**What needs to be done**:
Retyping the records exactly, down to the last line, is the whole job.

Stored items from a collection

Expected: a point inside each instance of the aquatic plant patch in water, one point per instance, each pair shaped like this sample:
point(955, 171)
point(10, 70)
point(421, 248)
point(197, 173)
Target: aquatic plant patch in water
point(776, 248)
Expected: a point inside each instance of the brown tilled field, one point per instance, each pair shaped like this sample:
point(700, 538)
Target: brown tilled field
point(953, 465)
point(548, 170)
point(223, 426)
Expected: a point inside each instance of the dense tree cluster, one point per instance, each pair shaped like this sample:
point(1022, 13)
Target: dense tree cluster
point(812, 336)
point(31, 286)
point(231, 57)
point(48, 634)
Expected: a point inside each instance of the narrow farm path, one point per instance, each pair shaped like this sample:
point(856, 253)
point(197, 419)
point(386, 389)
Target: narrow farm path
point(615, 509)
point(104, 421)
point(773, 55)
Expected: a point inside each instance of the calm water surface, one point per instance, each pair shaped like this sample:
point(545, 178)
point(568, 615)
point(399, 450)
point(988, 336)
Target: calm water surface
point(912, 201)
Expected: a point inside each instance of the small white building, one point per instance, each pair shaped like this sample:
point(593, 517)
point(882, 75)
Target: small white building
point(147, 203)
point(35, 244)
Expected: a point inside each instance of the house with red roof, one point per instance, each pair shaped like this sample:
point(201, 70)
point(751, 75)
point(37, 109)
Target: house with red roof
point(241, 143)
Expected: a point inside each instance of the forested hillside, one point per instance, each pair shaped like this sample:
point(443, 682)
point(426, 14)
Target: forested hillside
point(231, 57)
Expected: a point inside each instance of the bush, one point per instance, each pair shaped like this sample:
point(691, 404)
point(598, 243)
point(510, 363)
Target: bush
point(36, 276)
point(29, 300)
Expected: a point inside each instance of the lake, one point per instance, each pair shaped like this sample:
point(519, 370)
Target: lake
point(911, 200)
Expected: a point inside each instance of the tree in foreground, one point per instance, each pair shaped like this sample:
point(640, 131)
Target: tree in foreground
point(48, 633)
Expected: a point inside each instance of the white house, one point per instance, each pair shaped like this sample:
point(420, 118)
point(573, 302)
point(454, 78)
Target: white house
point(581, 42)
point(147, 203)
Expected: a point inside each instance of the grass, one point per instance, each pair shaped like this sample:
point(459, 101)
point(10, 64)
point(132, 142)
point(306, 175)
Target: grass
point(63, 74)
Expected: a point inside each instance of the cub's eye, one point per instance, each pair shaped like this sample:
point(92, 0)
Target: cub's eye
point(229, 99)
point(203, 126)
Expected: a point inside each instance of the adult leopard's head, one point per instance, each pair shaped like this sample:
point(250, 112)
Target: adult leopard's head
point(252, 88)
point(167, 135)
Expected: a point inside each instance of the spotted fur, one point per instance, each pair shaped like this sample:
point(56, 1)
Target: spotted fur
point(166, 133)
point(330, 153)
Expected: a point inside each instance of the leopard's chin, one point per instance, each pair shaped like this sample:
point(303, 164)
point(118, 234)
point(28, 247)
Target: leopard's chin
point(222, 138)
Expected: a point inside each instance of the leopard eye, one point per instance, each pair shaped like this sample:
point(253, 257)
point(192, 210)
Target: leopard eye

**Solution to this task**:
Expected: a point inside each instance of the aquatic plant patch in water, one point per instance, each pair shaped like this sample:
point(955, 171)
point(10, 70)
point(421, 248)
point(197, 173)
Target: aquatic plant patch in water
point(776, 248)
Expected: a point inside each instance of the brown tilled field, one point per instance, each pair shaped like this sample:
point(700, 538)
Target: brown tilled field
point(953, 465)
point(548, 170)
point(223, 426)
Expected: a point inside each instance of the dense tree cluster, one point per instance, each pair shaped like this sample:
point(1022, 13)
Target: dense tree cluster
point(812, 336)
point(31, 286)
point(231, 57)
point(48, 634)
Expected: a point inside each instance of the narrow farm path, one point per instance, each pair shaped like this sample:
point(856, 253)
point(197, 419)
point(386, 389)
Target: narrow farm path
point(615, 509)
point(104, 421)
point(773, 55)
Expected: a point inside each instance of the calm water surface, one point per instance, each pair shaped like this sample:
point(545, 178)
point(568, 615)
point(399, 450)
point(988, 336)
Target: calm water surface
point(912, 201)
Expected: a point inside each instance of the small white building, one point per instance, each pair shaped like this sample:
point(593, 517)
point(882, 75)
Target: small white building
point(147, 203)
point(35, 244)
Expected: a point inside each instance of the house with red roof, one point per instance, each pair shaped like this sample:
point(201, 70)
point(751, 75)
point(37, 109)
Target: house with red roof
point(241, 143)
Expected: a point inside each instance of the forested hillside, one point per instance, each pair shaped like this sample:
point(443, 682)
point(426, 14)
Target: forested hillside
point(231, 57)
Expected: a point inside each instance of the bush, one point per instance, each pair shaped like this sample:
point(691, 404)
point(598, 243)
point(510, 363)
Target: bush
point(36, 276)
point(29, 300)
Expected: a point inside each instance of the lake, one point per instance, each pair shaped like this sample:
point(519, 370)
Target: lake
point(911, 200)
Expected: a point inside each instance of the tree in foreground, one point per instance, each pair shaped like this sample:
point(640, 131)
Target: tree in foreground
point(48, 633)
Expected: a point inside each instance of the white house, one point per instance, each pair shaped like this sample:
point(420, 118)
point(573, 302)
point(454, 78)
Target: white house
point(581, 42)
point(147, 203)
Expected: a point inside each instance of the grass, one point per instance, each pair shaped like this sample:
point(459, 101)
point(10, 64)
point(132, 142)
point(306, 175)
Target: grass
point(63, 74)
Expected: a point inside each instance of the cub's eye, one point per instance, each pair shaped like this sample:
point(92, 0)
Target: cub's eye
point(229, 99)
point(203, 126)
Expected: a point inside each instance of the adult leopard's head, one point per instance, each pair shaped like this sample:
point(250, 112)
Target: adult leopard's head
point(252, 88)
point(167, 135)
Expected: a point inside each instance of the spotted fur, one point per instance, each pair shaped like this sample:
point(56, 1)
Target: spotted fur
point(166, 133)
point(330, 153)
Expected: a point inside each instance of the leopard's chin, one point per instance, each pair shaped like this sample:
point(303, 164)
point(118, 234)
point(28, 247)
Target: leopard's chin
point(222, 138)
Expected: a point inside each instance of the leopard eye, one point per instance, each pair shaped like this sample:
point(253, 257)
point(192, 210)
Target: leopard eye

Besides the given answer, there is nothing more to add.